• **Aim**
Copy out word for word the part of the records below that begins with the line containing "Question. Identify every instance of the hood" and continues through the end of the records, that first line included.

══════════

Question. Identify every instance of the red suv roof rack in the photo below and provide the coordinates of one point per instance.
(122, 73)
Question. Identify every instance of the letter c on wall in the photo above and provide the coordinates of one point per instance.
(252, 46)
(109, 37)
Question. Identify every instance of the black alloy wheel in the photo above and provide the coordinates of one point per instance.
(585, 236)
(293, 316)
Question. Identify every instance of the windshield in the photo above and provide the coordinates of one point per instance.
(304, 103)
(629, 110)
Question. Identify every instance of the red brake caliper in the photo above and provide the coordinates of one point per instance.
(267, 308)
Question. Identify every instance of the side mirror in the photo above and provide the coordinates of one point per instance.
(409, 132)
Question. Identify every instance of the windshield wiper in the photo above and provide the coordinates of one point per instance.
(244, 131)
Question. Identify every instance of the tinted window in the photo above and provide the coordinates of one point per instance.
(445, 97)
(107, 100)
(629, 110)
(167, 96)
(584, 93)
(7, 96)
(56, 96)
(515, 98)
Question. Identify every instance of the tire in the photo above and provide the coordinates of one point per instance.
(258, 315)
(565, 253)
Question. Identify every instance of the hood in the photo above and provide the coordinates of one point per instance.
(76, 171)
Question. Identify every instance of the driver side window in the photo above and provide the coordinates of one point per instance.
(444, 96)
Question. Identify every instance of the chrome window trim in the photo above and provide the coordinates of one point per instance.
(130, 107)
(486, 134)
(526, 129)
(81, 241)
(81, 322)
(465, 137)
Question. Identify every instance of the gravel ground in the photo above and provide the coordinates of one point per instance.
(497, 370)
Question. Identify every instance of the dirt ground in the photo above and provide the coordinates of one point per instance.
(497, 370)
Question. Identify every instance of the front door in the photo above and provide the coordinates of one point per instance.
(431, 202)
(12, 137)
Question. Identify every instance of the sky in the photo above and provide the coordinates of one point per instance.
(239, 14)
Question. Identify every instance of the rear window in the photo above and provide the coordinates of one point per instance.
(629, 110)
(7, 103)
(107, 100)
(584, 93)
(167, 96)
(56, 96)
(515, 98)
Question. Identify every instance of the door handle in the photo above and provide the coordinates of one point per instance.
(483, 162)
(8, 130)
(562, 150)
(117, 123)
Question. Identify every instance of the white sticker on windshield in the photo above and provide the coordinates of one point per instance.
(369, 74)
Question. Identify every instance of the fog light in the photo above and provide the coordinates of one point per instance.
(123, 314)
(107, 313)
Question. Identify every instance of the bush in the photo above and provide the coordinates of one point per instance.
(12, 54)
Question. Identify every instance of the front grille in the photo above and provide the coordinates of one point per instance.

══════════

• **Task answer**
Question. Identify every instance of the hood in the photo above and provide the coordinates of one point per instance.
(76, 171)
Question. Identify every instance of the driver side window in the photo above and provide the coordinates of one point per instance.
(444, 96)
Question. Identify every instance of the chrome window trim in the photo above and provide the coordinates of one point per instance.
(130, 107)
(486, 134)
(526, 129)
(81, 241)
(81, 322)
(465, 137)
Question. Identify every instance of the gravel ground in the photo above and provide the coordinates of one point per instance.
(497, 370)
Question. Identify every instance of the dirt ground in the photo above and provide the coordinates of one point per instance.
(497, 370)
Question. Identify every instance of the front door in the photo above and provide the coordinates of one point per instance.
(431, 202)
(12, 137)
Question. Identify every instance of the sky in the photo above and provide the coordinates of one point per instance.
(239, 14)
Question. Identify every instance of the rear window in the photo above and provide the coordinates of one point per instance.
(629, 110)
(7, 103)
(107, 100)
(584, 93)
(167, 96)
(56, 96)
(515, 98)
Question. Identify every instance of the door handle in the photo above and provide the coordinates of one point per instance.
(483, 162)
(8, 130)
(562, 150)
(117, 123)
Question. Identify every instance of the white sticker on windshield in the photo above and provide the coordinates of one point per instance.
(369, 74)
Question. Identify every instance of the fog light in the photo above and provide the coordinates of one point per instance.
(123, 314)
(107, 313)
Question. Identify every instance of the bush in the photo above and provide the coordinates of one point per instance.
(12, 54)
Question. Identify every instance of the front grille in the photo above and provide the coordinates of one point per instance.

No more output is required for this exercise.